Will you write out all the entries below exactly?

Start of Source data

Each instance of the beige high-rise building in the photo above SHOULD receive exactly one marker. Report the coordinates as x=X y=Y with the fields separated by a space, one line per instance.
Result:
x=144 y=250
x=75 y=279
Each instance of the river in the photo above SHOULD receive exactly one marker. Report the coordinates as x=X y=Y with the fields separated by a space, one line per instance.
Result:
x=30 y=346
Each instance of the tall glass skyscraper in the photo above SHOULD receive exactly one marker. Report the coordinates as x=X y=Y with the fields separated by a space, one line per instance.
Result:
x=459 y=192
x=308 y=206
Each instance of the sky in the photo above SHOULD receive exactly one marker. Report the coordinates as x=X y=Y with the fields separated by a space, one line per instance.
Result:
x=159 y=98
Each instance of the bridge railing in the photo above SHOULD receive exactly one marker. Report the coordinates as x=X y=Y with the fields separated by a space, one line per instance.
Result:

End of Source data

### Result of this exercise
Each instance of the beige high-rise building in the photo above SHOULD receive exactly one marker. Report the coordinates as x=X y=Y with the fields separated by a space, one line per instance.
Result:
x=144 y=250
x=75 y=279
Each instance of the river in the photo above SHOULD receive exactly one marker. Report the coordinates as x=X y=Y with the fields separated by a space, one line per instance.
Result:
x=30 y=346
Each instance of the tall glass skyscraper in the photo above SHOULD receive exactly one marker. Report the coordinates as x=X y=Y with the fields separated by a space, one line per instance.
Result:
x=459 y=192
x=308 y=206
Each instance of the sky in the photo above SHOULD receive exactly one marker. Report the coordinates as x=X y=Y with the fields separated by a space, one line per instance.
Result:
x=159 y=98
Each instance of the bridge railing in the photo above SHOULD receive exactly one marker. Report the coordinates as x=X y=Y with the fields separated by a space, one line per instance.
Result:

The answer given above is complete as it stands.